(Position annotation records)

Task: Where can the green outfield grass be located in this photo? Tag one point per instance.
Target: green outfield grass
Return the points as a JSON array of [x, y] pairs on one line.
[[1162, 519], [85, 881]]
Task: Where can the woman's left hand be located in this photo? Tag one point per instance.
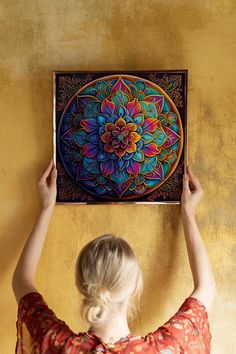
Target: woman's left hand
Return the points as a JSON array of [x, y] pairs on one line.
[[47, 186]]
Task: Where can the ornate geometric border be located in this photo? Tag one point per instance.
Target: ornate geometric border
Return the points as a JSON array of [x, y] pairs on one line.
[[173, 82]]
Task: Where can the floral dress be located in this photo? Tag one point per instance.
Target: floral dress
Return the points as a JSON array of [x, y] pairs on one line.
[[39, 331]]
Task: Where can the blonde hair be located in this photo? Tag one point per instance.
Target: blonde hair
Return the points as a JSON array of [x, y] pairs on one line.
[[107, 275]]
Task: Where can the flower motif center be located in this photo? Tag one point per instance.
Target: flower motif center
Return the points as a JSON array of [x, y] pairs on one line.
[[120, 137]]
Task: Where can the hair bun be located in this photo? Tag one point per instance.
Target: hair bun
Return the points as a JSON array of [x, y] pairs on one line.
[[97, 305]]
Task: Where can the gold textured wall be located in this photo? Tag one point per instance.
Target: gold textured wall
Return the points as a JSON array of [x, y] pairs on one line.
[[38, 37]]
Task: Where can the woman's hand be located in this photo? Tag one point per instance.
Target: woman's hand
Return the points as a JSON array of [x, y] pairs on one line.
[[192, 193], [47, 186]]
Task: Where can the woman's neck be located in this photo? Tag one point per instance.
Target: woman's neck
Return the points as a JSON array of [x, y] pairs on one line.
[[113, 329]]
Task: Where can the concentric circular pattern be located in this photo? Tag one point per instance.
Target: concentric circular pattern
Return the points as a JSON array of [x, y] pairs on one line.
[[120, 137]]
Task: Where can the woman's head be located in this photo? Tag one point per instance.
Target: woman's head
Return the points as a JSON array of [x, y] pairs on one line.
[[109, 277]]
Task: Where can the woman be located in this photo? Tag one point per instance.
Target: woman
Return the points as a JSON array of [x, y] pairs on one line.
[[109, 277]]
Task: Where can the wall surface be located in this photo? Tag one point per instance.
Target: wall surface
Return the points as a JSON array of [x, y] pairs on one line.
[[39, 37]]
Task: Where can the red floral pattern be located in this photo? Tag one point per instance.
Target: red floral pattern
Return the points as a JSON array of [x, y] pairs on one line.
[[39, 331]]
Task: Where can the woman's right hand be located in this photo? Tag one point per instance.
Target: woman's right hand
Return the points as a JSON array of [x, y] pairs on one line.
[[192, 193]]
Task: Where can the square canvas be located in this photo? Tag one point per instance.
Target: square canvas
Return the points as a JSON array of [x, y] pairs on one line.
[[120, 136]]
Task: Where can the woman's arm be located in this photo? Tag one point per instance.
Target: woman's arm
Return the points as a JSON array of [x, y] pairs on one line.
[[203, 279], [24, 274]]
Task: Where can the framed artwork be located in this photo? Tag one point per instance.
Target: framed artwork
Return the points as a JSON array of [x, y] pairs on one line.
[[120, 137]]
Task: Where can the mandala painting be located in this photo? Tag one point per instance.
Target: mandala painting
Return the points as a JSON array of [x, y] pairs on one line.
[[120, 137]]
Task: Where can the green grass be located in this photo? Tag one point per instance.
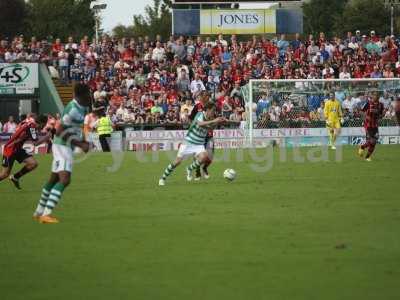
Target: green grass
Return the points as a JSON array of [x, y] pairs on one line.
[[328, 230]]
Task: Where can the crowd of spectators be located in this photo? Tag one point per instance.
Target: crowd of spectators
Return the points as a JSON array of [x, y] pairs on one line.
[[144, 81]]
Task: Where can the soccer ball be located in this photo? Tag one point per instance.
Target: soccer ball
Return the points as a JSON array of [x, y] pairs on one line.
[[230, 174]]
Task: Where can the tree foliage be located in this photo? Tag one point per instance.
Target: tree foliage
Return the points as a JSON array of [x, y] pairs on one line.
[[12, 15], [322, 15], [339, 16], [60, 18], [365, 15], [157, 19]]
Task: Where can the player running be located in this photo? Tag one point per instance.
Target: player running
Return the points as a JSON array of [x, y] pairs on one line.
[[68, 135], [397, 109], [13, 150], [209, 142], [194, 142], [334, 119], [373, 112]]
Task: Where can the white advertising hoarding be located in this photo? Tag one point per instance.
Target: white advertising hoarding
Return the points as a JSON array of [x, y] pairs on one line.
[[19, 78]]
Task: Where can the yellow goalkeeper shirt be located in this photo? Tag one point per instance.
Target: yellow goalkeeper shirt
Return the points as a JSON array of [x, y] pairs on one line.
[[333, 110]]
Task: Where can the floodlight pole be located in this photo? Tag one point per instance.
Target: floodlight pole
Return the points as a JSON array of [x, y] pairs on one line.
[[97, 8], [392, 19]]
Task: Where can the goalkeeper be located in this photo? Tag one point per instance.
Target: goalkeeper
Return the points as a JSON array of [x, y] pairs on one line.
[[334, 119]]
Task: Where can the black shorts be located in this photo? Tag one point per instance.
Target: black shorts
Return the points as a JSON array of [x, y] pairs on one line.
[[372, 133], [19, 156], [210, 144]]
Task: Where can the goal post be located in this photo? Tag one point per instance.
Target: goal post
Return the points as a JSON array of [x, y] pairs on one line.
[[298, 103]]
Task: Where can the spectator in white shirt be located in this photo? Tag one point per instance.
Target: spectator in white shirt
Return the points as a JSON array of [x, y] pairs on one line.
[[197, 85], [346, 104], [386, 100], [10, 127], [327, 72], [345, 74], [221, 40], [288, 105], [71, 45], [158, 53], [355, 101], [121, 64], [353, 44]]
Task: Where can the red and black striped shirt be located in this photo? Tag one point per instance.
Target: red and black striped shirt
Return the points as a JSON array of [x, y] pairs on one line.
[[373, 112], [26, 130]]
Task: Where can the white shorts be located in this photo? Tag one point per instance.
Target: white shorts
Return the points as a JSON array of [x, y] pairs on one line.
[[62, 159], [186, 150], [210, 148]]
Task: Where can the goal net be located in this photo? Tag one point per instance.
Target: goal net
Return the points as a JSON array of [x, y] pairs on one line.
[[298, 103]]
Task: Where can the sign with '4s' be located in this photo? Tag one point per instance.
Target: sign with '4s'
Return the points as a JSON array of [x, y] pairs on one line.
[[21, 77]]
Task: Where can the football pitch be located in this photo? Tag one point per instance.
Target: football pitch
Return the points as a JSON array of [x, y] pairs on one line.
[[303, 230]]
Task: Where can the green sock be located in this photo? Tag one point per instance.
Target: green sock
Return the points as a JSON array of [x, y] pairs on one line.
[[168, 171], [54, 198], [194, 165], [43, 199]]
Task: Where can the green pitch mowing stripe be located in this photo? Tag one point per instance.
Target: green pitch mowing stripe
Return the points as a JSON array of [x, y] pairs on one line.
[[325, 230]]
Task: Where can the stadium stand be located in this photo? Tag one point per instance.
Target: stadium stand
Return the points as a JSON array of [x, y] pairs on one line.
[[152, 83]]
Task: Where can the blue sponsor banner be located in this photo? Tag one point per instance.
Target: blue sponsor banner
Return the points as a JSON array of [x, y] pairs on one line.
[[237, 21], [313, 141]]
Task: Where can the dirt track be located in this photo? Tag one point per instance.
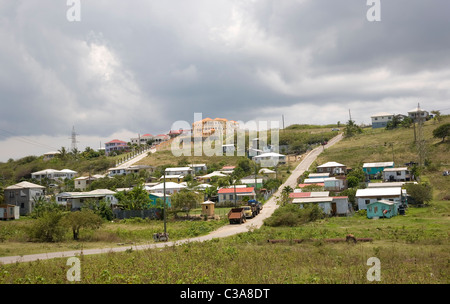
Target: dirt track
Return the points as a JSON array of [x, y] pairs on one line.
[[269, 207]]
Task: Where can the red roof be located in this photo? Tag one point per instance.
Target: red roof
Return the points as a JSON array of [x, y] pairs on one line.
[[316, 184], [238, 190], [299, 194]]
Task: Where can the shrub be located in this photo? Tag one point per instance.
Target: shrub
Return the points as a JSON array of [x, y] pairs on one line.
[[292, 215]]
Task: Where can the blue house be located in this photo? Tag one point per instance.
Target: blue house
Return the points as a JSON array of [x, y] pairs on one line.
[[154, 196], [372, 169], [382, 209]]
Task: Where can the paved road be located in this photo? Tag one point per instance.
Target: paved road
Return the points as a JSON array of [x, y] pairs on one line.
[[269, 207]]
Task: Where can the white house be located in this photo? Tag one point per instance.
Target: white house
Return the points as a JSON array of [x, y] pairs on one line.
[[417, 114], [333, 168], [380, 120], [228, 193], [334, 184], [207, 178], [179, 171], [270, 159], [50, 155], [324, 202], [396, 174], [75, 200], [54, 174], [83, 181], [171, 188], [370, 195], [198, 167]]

**WHAT THE EXERCISE ASKS:**
Update the entries from the very start through the line containing "[[47, 186]]", inclusive, by swapping "photo" for "image" and keeping everything else the same. Leave the pictures out of your answer.

**ANSWER:**
Task: Where can the green outfield grass be located in this image? Tag one point per instance.
Target: green outfield grass
Return the points as a JSON array of [x, y] pairs on one line.
[[1162, 519], [85, 881]]
Task: Where can the woman's left hand be located in this image? Tag one point per instance.
Target: woman's left hand
Return the points as a JSON array of [x, y] pairs on one line.
[[47, 186]]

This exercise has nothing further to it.